▶ **STATED EXERCISE**: Present all of the data below as a numbered list, skipping blank lines and leaving out the pictures.

==========

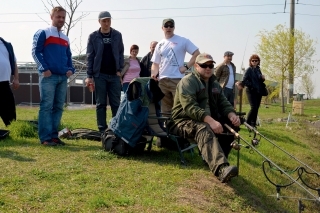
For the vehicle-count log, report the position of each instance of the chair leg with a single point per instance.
(150, 144)
(238, 157)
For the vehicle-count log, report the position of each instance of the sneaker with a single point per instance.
(58, 141)
(227, 172)
(48, 143)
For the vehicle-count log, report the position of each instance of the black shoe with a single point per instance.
(58, 141)
(227, 172)
(48, 143)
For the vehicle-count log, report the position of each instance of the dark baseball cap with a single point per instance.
(228, 53)
(167, 20)
(104, 15)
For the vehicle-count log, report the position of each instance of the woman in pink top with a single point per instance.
(131, 68)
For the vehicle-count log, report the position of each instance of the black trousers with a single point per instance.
(7, 103)
(254, 99)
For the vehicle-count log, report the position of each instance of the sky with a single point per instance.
(214, 26)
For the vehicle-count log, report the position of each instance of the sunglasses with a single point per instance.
(204, 66)
(166, 26)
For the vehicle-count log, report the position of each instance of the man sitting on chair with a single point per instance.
(199, 111)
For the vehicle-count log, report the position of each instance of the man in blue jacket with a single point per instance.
(51, 52)
(104, 64)
(8, 68)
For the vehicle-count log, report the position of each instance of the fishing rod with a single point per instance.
(293, 157)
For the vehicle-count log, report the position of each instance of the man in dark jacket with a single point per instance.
(51, 51)
(199, 109)
(8, 68)
(105, 62)
(146, 60)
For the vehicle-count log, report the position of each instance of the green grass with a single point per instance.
(80, 177)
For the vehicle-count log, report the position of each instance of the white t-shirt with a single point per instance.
(5, 68)
(170, 53)
(230, 83)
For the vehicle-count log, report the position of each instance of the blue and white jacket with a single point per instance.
(51, 51)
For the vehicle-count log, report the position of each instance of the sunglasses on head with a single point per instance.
(168, 25)
(204, 66)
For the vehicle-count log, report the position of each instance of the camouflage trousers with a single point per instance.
(168, 86)
(214, 148)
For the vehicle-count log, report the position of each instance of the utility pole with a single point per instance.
(291, 65)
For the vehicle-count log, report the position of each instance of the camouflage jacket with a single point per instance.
(222, 73)
(191, 99)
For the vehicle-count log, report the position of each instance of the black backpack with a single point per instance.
(113, 143)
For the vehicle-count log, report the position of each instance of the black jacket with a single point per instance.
(95, 51)
(252, 79)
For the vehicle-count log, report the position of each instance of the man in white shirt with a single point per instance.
(168, 62)
(226, 73)
(8, 68)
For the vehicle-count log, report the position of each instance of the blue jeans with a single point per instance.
(229, 95)
(106, 86)
(52, 97)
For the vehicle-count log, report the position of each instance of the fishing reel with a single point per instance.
(255, 142)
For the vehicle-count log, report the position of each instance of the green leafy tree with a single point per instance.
(276, 52)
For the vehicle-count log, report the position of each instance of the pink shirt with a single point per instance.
(132, 72)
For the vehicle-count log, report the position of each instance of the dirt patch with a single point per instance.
(205, 194)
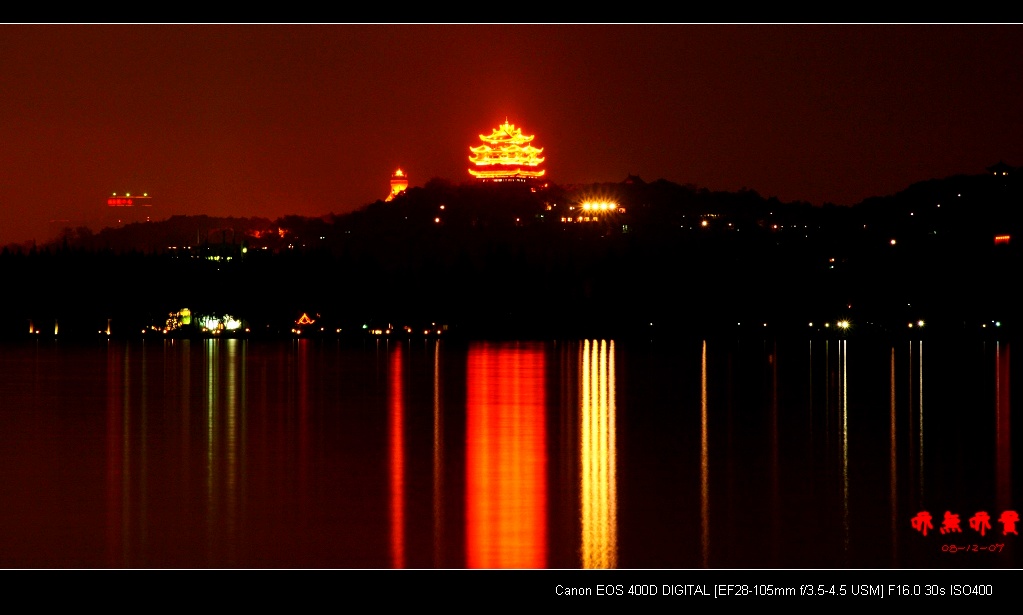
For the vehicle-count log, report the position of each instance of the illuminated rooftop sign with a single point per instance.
(128, 201)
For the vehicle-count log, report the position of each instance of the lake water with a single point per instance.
(436, 453)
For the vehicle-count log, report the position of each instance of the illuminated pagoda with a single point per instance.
(506, 155)
(399, 181)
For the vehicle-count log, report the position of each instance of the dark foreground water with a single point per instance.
(590, 453)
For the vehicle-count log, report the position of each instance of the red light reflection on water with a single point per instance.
(397, 446)
(505, 474)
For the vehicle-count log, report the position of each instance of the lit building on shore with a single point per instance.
(506, 155)
(128, 209)
(399, 182)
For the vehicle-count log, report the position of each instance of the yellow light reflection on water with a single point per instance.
(597, 457)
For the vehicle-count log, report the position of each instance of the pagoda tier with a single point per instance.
(505, 155)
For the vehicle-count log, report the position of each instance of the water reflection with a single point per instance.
(505, 457)
(597, 454)
(589, 453)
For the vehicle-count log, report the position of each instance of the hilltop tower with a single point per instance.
(505, 155)
(399, 181)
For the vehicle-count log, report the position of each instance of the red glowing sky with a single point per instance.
(272, 120)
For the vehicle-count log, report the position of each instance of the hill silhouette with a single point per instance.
(518, 260)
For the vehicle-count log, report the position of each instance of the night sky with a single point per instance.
(273, 120)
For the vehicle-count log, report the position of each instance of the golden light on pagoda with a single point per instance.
(505, 155)
(399, 181)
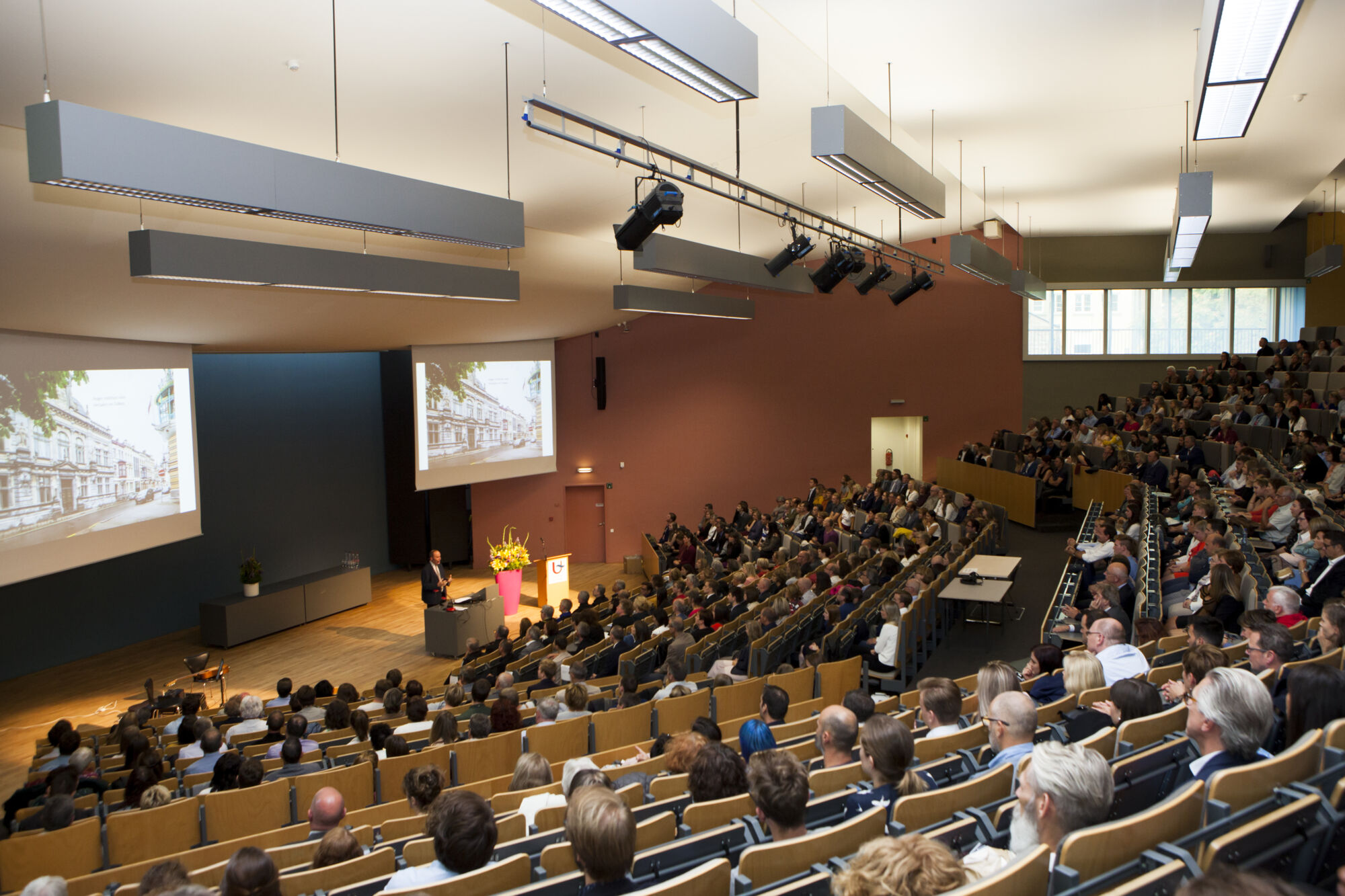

==========

▶ **RESULT OF THIS EXERCISE**:
1. For the vehicle-count log, report the position of each instance of the chair leg with a single point per instance.
2. (150, 144)
3. (238, 157)
4. For the vehicle-count log, report the position of each instance of the sneaker with a single point per instance.
5. (58, 141)
6. (227, 172)
7. (48, 143)
8. For the vehicle-count log, report the position of each instance of the black shoe with a single point per instance.
9. (58, 141)
10. (227, 172)
11. (48, 143)
12. For the vehicle-count log, report the position of each instance of the dark baseball cap with a single point per instance.
13. (228, 53)
14. (167, 20)
15. (104, 15)
16. For the vehicle-count log, report the position of each instance of the woman in pink top with a single point per instance.
17. (131, 68)
18. For the vehicle-count log, report the position of each instance of the black trousers with a single point per instance.
19. (7, 103)
20. (254, 99)
21. For the vehicle-count log, report the position of each instance of the sky with a single point per instance.
22. (214, 26)
23. For the vehicle-count log, report the position of each instance of the sunglasses with a single point per instance.
24. (204, 66)
25. (166, 26)
26. For the vehicle-count log, report the position of each instance of the man sitting on chair with a single point per instance.
27. (199, 111)
28. For the vehicle-count log, report the position of each instance of the man in blue jacket with a single point per instance.
29. (51, 52)
30. (104, 64)
31. (8, 68)
32. For the vehicle-count log, report the position of each instance of the fishing rod with a single point per instance.
33. (293, 157)
34. For the vehicle-count log, report the position of each instance of the man in dark jacket with a single point per instance.
35. (51, 51)
36. (199, 109)
37. (8, 68)
38. (105, 62)
39. (146, 60)
40. For the vehicle-count log, report the position of each instance of the green grass with a single point per instance.
41. (80, 177)
42. For the vehicle-count log, report the position of each instance of the white t-shirt with a single point per instance.
43. (5, 68)
44. (170, 53)
45. (230, 83)
46. For the vehicle-count log, report the position of each instance of the blue and white jacket with a single point per instance.
47. (51, 51)
48. For the vehicle-count log, report the position of each instance of the sunglasses on head with a single point per instance.
49. (168, 25)
50. (204, 66)
51. For the vehicle-count log, report the position of each instance of the camouflage trousers with a single point per instance.
52. (168, 86)
53. (214, 148)
54. For the vehicle-count log, report the position of each instance of the utility pole with a single point per instance.
55. (291, 65)
56. For the vehicle-count log, report the position of each instance of the camouflage jacket with a single point per instance.
57. (222, 73)
58. (191, 99)
59. For the vehicle-count log, report the position of each instance of the black backpack with a single point per instance.
60. (113, 143)
61. For the vehicle-count log, report the position of each instance of the black jacket with a single point per instance.
62. (95, 51)
63. (252, 79)
64. For the vehicle-count log, report the position of each instance of the man in white shirt with a single point per instance.
65. (168, 62)
66. (226, 73)
67. (8, 68)
68. For the vehicle-count log, report the position of each instance of the blue jeans with a single point per instance.
69. (229, 95)
70. (106, 86)
71. (52, 97)
72. For the vehicle-count log, report the position of each instance of the fishing reel with a single point per instance.
73. (255, 142)
74. For the vehicle-count log, report the position of each instance of the green leafy tree with a single point per instance.
75. (276, 52)
76. For the vehicle-count log, report the position of each instance of the pink shirt with a single point per instance.
77. (132, 72)
78. For the vehicle-count log, report the position of each instance of the dirt patch with a single point per instance.
79. (205, 194)
80. For the vehicle-count log, report the position of each instance of the illuminated rooftop sign with a single point per instance.
81. (128, 201)
82. For the vehicle-count log, report the position of each instance of the lake water with a single point per instance.
83. (436, 453)
84. For the vehicle-count log, report the position of each instance of the illuminated pagoda with a single point per instance.
85. (506, 155)
86. (399, 181)
87. For the vehicle-count log, report the position of each instance of the dark foreground water with a single point per instance.
88. (590, 453)
89. For the vehicle-count log, report the position of each instance of the red light reflection on water with a single point per instance.
90. (397, 446)
91. (505, 474)
92. For the vehicle-count log, report the position of each instance of the lit building on shore with a single point per instance.
93. (506, 155)
94. (128, 209)
95. (399, 182)
96. For the vehicle-count log, report the position of each instance of the yellow light reflection on water with a single point per instance.
97. (597, 457)
98. For the vehicle-count log, report the position of each instance of the pagoda tier with a single point per instance.
99. (505, 155)
100. For the vehicle-count log, report the position of each instance of the water reflection with a single point per instance.
101. (505, 457)
102. (597, 454)
103. (589, 453)
104. For the vehicle-count log, report the position of each instance of the hilltop tower with a single point per instance.
105. (505, 155)
106. (399, 181)
107. For the vehicle-count log, report the position of each instance of the red glowing sky with a single point per instance.
108. (272, 120)
109. For the vehicle-count log, report the position of each instance of the hill silhouette with a single point per instance.
110. (518, 260)
111. For the vehicle-count log, report the position of each instance of the night sky with a single point per instance.
112. (273, 120)
113. For the vehicle-count log, report the position of each instance of the golden light on pagoda with a single point per instance.
114. (505, 155)
115. (399, 181)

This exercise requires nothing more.